Raw data:
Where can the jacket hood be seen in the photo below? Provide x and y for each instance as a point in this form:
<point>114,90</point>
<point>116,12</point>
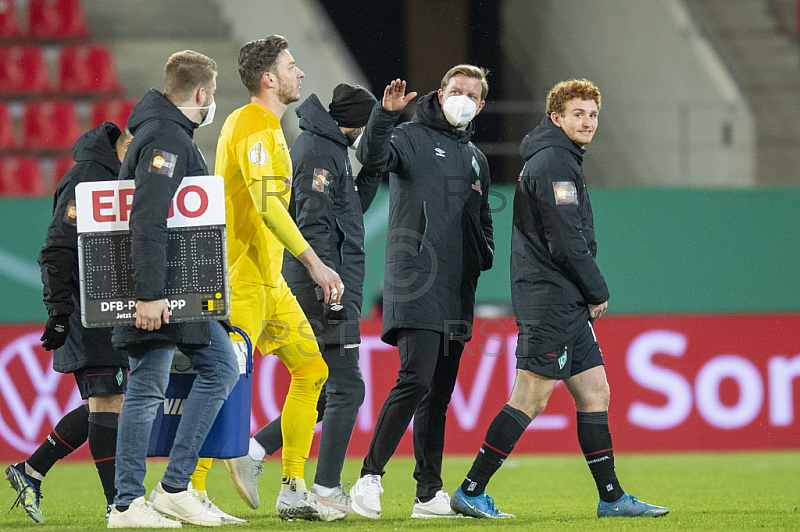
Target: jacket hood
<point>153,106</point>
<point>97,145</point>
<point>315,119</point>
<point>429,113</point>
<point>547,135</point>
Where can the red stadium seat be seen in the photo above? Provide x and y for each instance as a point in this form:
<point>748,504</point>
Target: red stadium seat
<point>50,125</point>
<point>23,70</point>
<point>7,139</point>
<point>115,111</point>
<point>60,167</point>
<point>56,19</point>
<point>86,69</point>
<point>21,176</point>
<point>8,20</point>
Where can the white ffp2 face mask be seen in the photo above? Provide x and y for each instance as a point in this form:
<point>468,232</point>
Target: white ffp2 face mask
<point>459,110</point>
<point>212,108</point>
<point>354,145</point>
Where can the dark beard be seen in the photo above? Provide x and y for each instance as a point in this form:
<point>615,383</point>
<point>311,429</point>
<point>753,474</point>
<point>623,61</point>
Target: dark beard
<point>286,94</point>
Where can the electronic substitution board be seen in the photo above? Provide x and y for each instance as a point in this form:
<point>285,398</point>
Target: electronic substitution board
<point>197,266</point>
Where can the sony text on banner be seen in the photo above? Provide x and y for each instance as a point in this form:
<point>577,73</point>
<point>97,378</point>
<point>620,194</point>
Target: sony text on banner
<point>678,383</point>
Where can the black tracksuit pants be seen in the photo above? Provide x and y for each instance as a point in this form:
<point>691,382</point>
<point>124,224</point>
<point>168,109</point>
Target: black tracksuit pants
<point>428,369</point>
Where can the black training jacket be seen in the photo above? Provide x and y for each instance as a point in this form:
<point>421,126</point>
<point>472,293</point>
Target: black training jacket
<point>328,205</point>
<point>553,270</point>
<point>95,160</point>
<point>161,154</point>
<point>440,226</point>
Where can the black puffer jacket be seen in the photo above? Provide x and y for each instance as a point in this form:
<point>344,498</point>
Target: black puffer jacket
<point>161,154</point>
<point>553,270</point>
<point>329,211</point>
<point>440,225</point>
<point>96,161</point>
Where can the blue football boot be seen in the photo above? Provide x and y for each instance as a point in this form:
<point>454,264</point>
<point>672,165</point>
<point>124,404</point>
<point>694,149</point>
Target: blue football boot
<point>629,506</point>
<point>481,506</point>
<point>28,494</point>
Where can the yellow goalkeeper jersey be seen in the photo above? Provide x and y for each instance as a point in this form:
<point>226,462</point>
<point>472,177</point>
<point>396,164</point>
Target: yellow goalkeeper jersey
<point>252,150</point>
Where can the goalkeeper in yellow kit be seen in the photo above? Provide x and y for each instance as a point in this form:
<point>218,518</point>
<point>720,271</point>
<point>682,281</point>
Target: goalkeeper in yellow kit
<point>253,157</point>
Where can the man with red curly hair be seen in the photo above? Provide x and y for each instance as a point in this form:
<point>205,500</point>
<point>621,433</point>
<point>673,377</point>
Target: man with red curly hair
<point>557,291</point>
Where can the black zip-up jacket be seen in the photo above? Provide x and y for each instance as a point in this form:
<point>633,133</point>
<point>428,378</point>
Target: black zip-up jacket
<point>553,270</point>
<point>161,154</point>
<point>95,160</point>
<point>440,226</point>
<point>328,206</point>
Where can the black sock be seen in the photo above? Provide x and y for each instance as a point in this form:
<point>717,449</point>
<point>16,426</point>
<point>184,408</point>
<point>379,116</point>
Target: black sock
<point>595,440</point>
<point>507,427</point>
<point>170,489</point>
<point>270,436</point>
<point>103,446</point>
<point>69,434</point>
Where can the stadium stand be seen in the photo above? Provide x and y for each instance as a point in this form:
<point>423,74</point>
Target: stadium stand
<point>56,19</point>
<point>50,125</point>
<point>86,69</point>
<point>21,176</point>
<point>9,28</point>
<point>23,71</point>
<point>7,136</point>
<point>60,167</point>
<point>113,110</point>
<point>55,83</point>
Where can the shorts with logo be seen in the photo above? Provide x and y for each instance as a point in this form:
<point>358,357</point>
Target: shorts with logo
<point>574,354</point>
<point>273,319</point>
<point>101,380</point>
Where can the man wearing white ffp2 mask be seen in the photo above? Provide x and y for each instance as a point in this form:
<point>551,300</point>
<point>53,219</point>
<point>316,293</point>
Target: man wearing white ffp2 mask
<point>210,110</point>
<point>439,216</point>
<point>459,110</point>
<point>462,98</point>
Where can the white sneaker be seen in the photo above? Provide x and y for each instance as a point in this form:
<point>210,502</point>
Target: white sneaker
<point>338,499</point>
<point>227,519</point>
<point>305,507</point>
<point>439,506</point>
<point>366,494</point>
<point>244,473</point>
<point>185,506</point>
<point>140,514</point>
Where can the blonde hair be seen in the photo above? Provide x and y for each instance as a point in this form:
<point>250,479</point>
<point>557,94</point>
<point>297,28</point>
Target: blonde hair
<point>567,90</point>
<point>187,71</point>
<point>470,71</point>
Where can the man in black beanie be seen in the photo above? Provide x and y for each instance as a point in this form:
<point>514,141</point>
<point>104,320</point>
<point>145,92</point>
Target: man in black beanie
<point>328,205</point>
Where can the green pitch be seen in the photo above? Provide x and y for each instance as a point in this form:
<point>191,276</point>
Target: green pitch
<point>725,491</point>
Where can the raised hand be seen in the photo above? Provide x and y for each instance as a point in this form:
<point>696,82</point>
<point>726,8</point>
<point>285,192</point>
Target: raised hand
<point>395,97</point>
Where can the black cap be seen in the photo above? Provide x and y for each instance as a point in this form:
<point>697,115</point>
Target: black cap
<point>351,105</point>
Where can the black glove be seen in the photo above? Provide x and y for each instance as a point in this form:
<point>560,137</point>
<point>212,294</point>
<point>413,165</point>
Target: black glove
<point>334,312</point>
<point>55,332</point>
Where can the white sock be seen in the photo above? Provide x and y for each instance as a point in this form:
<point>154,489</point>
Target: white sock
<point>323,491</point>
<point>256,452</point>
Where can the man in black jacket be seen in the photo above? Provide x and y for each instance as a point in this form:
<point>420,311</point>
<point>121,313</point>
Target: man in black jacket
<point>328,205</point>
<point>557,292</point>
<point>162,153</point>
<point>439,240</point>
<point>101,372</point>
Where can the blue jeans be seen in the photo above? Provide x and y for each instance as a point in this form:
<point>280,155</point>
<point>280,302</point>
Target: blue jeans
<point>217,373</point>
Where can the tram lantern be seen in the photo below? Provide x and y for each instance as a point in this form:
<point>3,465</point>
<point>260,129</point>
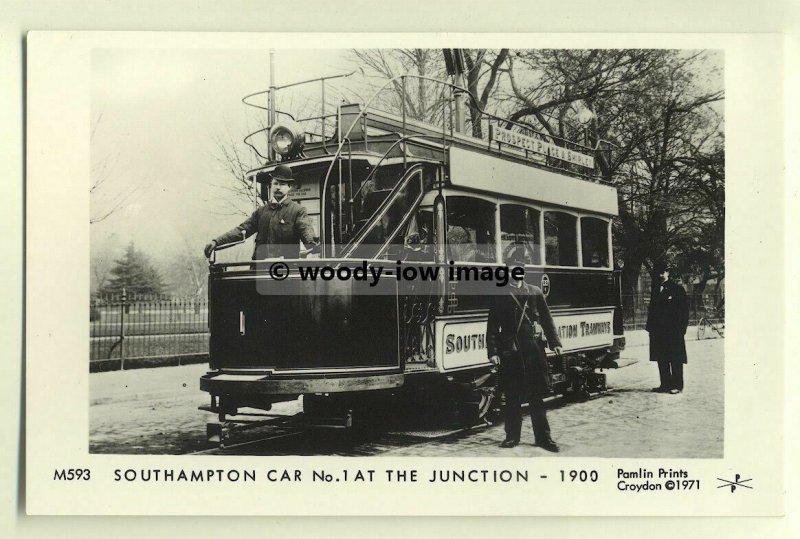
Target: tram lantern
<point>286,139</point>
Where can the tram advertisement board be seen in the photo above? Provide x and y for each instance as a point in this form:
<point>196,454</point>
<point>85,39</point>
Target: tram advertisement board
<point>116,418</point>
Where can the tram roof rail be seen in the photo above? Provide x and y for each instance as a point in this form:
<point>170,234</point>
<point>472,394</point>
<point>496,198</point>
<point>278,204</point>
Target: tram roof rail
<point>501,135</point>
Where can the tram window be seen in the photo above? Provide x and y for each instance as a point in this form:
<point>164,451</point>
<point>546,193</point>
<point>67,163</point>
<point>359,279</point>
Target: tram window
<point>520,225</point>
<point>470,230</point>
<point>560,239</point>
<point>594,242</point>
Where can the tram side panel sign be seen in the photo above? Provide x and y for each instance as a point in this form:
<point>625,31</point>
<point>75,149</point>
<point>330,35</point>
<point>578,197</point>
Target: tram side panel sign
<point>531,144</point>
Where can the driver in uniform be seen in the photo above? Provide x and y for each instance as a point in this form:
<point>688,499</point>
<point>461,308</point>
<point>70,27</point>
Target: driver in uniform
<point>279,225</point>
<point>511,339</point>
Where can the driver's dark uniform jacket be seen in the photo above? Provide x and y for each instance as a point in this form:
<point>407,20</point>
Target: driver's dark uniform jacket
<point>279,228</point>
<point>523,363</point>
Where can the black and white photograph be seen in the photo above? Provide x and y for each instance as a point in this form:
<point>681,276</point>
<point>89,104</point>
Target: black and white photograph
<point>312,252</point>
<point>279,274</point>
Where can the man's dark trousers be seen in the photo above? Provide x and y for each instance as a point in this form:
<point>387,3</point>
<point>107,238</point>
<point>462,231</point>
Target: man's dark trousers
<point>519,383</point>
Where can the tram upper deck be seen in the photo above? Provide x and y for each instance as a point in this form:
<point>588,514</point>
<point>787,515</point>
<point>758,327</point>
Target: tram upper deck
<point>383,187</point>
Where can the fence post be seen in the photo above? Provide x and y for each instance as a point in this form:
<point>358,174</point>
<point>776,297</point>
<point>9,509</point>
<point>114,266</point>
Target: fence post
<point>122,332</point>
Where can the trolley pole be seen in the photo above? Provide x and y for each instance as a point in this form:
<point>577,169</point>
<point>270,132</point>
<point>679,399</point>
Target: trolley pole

Aim of the task: Word for word, restate the lines above from the first through the one that contains "<point>748,504</point>", and exclude all pictures.

Answer box:
Where can the jacket hood be seen in the photo below? Provide x and y for each instance as a point in this form:
<point>114,90</point>
<point>116,12</point>
Target: jacket hood
<point>153,106</point>
<point>97,145</point>
<point>315,119</point>
<point>429,113</point>
<point>547,135</point>
Where can the red stadium seat be seen in the photo above? Provide x and y for each instance as a point in this form:
<point>748,504</point>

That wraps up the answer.